▶ Work instructions
Could you reproduce the whole listing below word for word, omitting the picture?
• • • • •
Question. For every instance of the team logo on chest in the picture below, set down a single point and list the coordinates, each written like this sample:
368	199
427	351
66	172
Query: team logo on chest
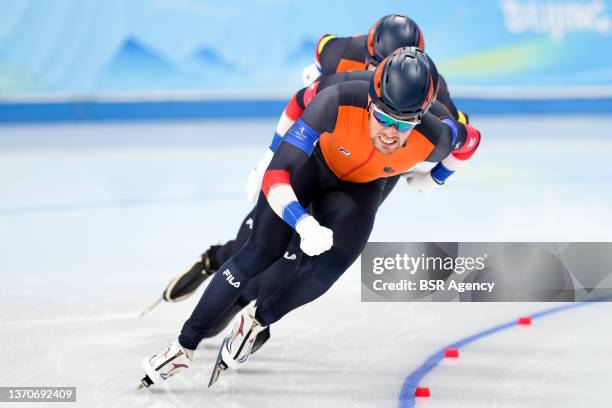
345	152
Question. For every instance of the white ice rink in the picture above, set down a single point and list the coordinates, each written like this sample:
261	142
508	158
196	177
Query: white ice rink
96	218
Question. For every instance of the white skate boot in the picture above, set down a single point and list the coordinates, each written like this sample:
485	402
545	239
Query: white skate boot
169	362
237	347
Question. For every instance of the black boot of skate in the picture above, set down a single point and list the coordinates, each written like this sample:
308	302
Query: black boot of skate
183	285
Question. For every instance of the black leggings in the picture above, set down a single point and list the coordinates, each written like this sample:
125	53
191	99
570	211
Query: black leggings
347	208
292	270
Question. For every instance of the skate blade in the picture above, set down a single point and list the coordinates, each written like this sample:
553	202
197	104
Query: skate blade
152	306
220	366
144	383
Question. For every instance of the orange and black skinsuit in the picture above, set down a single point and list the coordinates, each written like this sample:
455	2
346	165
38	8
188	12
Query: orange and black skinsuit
328	160
342	54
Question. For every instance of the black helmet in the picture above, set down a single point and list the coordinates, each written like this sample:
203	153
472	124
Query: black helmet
388	34
420	54
402	84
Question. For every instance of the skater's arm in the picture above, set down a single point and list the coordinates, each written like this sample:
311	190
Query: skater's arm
455	144
293	111
295	148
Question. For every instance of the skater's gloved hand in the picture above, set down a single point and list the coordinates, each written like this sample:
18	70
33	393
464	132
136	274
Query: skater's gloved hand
256	176
421	180
310	74
315	239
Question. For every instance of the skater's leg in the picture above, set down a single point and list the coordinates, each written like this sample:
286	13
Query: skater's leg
267	242
351	216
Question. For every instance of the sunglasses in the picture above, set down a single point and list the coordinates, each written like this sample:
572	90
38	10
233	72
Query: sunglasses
386	120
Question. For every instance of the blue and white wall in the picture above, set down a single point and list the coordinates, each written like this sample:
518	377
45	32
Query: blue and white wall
• • • • •
▶ Exercise answer
Question. For every instance of the team logo on chest in the picture below, set down a single point and list the coordinates, each written like this sample:
368	199
427	351
66	172
Query: team logo on chest
345	152
Question. For every instance of the white ice rink in the picture above, set down a single point and list the coordinates, each written like this sample:
261	142
508	158
196	177
Query: white ice rink
96	218
Question. For every instance of the white skate boot in the picture above, set down a single point and list the coordinates, each written like this sample:
485	402
545	239
Query: white skate boot
169	362
237	347
Question. For every instance of the black boot of skate in the picture above, set down a single point and list the coordinates, each written like this sample:
308	302
Query: black boot of skate
183	285
Question. For every instance of the black leggings in the picture above, set down a single point and list the coordinates, each written like this sample:
125	53
191	99
570	211
Query: black leggings
347	208
292	270
Question. For every instance of the skate blade in the picture above, set down a single point and list the coordinates, each written like this sample:
553	202
197	104
Query: skate blade
152	306
220	366
144	383
Question. For every instance of the orange and black skinsuit in the picture above, set down a single point and list the coordinates, each written like this sample:
455	2
346	165
38	8
188	12
Query: orange and black skinsuit
328	160
342	54
Question. For every instance of the black helmet in the picture above, set down a single point and list the coordinates, each written like this sample:
203	153
472	124
Query: black helmet
388	34
420	54
402	84
Question. For every instance of the skater's arm in the picture above, set down a single point and list the coordinates, each written like this sample:
311	190
Query: skater's arm
455	144
293	111
295	148
Question. For every instance of the skater's gloved hand in the picture above, set down a single point and list the coordinates, each written like this sample:
18	70
33	393
464	132
136	274
Query: skater's gloved hand
256	176
421	180
310	74
315	239
Question. For every instance of the skater's leg in the picture above, set down a single point and list the coordinates, each written like this sample:
286	13
Query: skater's leg
267	242
351	216
Question. For every instance of the sunglasses in the picture above, set down a single point and list the coordinates, each written like this sample:
572	90
38	10
233	72
Query: sunglasses
386	120
Question. For every instance of the blue and white wall in the picture above, set down a single point and list the coordinates, each written like this sample:
518	377
45	32
Query: blue and white wall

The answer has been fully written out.